───── RECORDS FOR THIS EXERCISE ─────
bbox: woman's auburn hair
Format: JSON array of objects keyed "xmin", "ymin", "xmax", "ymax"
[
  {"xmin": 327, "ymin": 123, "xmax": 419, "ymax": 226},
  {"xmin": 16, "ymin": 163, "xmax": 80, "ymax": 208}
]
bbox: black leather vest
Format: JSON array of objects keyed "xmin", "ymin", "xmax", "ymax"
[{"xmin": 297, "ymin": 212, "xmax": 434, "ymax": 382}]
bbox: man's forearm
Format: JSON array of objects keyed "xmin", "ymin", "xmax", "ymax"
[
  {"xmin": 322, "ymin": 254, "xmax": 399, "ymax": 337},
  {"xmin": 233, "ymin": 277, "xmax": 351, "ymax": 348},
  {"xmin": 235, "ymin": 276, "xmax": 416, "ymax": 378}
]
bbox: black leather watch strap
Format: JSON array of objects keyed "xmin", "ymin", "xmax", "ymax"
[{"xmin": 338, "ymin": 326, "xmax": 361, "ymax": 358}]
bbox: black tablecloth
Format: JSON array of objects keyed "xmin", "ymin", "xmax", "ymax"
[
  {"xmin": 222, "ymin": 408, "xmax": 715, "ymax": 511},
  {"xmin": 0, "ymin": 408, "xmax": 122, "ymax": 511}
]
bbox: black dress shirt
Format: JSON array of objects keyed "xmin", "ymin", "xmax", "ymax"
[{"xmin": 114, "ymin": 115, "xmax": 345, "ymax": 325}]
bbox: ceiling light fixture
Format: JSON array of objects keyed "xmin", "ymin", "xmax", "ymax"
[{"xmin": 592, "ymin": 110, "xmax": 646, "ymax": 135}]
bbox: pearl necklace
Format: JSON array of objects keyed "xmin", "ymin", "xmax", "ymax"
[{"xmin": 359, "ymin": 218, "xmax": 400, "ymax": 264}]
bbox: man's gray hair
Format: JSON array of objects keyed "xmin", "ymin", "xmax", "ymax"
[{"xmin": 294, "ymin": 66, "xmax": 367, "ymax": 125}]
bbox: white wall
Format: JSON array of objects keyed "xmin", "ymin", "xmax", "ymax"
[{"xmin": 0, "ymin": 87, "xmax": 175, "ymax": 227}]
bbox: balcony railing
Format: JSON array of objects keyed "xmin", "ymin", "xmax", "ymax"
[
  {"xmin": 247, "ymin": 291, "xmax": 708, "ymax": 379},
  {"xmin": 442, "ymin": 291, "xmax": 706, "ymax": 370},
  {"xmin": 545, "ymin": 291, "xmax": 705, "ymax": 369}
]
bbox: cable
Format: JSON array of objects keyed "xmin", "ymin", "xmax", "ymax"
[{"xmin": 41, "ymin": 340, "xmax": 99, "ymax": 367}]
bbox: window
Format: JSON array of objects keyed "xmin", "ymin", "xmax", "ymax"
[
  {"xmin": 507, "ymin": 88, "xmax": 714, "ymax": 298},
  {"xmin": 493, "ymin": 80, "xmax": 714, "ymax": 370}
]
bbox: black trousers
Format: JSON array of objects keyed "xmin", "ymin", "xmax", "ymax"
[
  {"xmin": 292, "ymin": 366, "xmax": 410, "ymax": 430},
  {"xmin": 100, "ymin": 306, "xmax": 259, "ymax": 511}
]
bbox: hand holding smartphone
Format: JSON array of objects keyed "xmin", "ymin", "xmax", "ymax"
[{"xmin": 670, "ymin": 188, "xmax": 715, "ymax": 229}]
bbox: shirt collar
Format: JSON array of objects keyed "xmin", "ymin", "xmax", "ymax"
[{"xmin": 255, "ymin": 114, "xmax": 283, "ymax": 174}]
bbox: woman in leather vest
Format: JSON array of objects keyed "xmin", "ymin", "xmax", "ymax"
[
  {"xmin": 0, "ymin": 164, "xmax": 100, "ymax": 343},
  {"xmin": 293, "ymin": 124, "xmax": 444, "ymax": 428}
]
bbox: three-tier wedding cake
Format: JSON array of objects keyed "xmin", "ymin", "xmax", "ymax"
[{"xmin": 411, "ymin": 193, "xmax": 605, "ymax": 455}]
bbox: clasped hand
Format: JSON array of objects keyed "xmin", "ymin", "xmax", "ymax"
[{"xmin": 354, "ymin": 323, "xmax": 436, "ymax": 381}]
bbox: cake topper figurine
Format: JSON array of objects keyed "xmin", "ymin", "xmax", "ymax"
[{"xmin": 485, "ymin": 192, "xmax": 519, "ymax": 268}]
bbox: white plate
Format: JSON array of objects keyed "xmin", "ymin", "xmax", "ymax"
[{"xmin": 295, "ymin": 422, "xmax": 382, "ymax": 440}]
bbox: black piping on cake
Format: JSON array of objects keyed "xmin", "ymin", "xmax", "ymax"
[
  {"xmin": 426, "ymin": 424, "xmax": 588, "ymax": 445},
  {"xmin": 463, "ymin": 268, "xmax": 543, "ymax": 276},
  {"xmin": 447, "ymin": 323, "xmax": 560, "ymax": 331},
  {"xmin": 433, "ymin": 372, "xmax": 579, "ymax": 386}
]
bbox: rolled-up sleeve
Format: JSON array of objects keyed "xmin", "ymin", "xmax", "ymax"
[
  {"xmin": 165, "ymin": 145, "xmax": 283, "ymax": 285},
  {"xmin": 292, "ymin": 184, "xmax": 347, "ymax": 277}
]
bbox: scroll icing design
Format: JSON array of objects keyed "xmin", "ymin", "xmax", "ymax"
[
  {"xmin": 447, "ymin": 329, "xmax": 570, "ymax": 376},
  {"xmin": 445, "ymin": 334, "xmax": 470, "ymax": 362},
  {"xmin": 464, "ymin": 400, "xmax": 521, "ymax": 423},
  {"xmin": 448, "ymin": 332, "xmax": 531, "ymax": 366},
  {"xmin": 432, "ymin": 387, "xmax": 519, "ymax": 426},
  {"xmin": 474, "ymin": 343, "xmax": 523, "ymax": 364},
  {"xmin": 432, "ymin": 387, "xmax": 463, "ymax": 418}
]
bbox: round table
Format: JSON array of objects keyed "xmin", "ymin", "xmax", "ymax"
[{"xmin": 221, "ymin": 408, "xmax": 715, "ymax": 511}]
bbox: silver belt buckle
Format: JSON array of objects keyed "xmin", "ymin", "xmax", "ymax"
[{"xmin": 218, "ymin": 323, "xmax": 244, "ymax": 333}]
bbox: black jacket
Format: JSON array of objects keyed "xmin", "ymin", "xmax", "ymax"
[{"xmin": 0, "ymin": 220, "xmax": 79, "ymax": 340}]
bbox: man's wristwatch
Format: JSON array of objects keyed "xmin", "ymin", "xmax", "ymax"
─────
### TASK
Begin with the top line of the material and go as far as the line with "bbox: black leather watch strap". Set down those lines exactly, both ends included, and nothing more.

### SOLUTION TO THE EXERCISE
bbox: woman's auburn hair
Format: JSON array of objects keyed "xmin", "ymin", "xmax", "ymax"
[
  {"xmin": 327, "ymin": 123, "xmax": 419, "ymax": 226},
  {"xmin": 16, "ymin": 163, "xmax": 80, "ymax": 208}
]
bbox: black leather vest
Format: JSON array of objects keyed "xmin", "ymin", "xmax", "ymax"
[{"xmin": 297, "ymin": 212, "xmax": 434, "ymax": 382}]
bbox: man's forearm
Format: JSON array of objects keyed "xmin", "ymin", "xmax", "ymax"
[
  {"xmin": 322, "ymin": 254, "xmax": 399, "ymax": 337},
  {"xmin": 233, "ymin": 277, "xmax": 351, "ymax": 348},
  {"xmin": 235, "ymin": 276, "xmax": 416, "ymax": 378}
]
bbox: black leather watch strap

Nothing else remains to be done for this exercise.